§ Supplied material

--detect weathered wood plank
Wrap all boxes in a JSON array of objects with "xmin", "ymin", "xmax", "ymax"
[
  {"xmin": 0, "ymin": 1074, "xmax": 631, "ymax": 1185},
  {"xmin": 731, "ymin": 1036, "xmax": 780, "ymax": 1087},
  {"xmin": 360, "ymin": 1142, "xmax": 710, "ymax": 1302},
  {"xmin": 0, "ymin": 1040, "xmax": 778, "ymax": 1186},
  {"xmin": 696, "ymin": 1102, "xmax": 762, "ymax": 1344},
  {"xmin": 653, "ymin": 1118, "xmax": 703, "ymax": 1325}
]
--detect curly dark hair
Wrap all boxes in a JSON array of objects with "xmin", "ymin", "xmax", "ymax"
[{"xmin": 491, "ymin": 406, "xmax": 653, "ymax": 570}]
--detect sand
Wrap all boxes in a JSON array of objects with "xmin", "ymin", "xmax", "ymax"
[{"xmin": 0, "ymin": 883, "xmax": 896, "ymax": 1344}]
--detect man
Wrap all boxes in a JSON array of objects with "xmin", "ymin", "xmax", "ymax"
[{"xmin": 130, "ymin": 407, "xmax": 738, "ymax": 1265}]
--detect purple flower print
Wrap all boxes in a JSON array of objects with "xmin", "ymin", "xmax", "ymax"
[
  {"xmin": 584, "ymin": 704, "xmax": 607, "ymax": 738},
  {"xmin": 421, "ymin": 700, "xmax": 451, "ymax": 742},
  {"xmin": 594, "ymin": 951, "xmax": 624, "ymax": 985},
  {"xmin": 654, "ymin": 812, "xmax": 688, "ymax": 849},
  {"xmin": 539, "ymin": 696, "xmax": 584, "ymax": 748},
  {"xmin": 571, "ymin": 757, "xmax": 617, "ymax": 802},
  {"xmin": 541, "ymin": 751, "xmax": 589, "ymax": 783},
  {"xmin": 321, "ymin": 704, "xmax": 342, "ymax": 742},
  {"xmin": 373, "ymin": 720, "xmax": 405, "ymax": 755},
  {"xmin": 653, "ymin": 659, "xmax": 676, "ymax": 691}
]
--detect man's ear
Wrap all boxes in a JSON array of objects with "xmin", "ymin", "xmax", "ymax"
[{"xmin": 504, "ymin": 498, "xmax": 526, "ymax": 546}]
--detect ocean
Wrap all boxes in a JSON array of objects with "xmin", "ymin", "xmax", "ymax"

§ Task requirements
Rewrite the records from the line with "--detect man's ear" through the end of the records, requests included, and offset every box coordinate in the answers by +57.

§ Output of the task
--detect man's ear
Wrap all boxes in a JSON array of objects with "xmin", "ymin", "xmax", "ymax"
[{"xmin": 561, "ymin": 555, "xmax": 583, "ymax": 603}]
--detect ocean
Wrap all boxes in a JSON array of objects with "xmin", "ymin", "xmax", "ymax"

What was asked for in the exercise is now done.